## [Task]
Rename "Example query" to "Sample query" in the lines from the first one through the line containing "[372,648,1019,864]", inclusive. Give only those lines again, with nothing else changed.

## [Data for this task]
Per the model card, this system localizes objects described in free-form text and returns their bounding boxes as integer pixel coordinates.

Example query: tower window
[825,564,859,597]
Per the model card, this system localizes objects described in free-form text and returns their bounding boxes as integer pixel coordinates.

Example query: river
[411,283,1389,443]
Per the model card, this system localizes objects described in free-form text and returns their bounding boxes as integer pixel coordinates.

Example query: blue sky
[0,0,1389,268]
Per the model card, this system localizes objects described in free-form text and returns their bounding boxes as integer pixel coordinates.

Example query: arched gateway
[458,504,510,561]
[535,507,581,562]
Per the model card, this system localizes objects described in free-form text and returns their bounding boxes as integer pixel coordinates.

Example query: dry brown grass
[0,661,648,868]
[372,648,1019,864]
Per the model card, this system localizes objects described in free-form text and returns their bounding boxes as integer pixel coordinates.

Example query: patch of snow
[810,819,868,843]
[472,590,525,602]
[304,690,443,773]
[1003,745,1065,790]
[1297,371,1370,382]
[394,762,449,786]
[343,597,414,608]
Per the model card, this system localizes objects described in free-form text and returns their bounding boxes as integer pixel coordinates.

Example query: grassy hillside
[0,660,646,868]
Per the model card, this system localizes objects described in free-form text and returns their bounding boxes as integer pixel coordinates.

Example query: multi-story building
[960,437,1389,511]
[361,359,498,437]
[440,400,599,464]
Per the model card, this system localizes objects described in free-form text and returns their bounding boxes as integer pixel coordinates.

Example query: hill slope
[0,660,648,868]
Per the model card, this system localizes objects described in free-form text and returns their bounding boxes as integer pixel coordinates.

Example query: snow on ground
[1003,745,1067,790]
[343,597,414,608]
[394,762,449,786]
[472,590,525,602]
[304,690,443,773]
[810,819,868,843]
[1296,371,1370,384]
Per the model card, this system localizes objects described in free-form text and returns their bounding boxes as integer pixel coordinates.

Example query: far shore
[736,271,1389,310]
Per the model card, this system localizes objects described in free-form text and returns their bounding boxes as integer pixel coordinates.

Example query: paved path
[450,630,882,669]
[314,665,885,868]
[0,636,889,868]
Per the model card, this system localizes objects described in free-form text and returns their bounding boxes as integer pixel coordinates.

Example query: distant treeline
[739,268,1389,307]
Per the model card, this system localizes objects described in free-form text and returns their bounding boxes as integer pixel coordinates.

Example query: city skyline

## [Output for this exercise]
Per the model card, this system localizes objects described in free-form text and returns their bounding boxes as integer pixel coordinates.

Sample query: tower window
[825,564,859,597]
Per the model card, this system localizes objects described in free-form text and returns their bounding boxes as integer pixel coordinates.

Sample query: river
[411,283,1389,443]
Per the model card, this system localizes objects described in free-form text and returns their bounding boxes as integer pixel coordinates.

Sample query: blue sky
[0,0,1389,268]
Per the model card, this system localizes objects described in free-form text and returns their bounding boxes as integer pixel coordinates.

Sample query: arched gateway
[458,504,510,561]
[535,507,581,562]
Per the model card, this system localizes objects described in free-form text and returns their bounding boxes as integer pixel coordinates.

Sample query: dry brown grass
[0,661,648,868]
[372,648,1019,864]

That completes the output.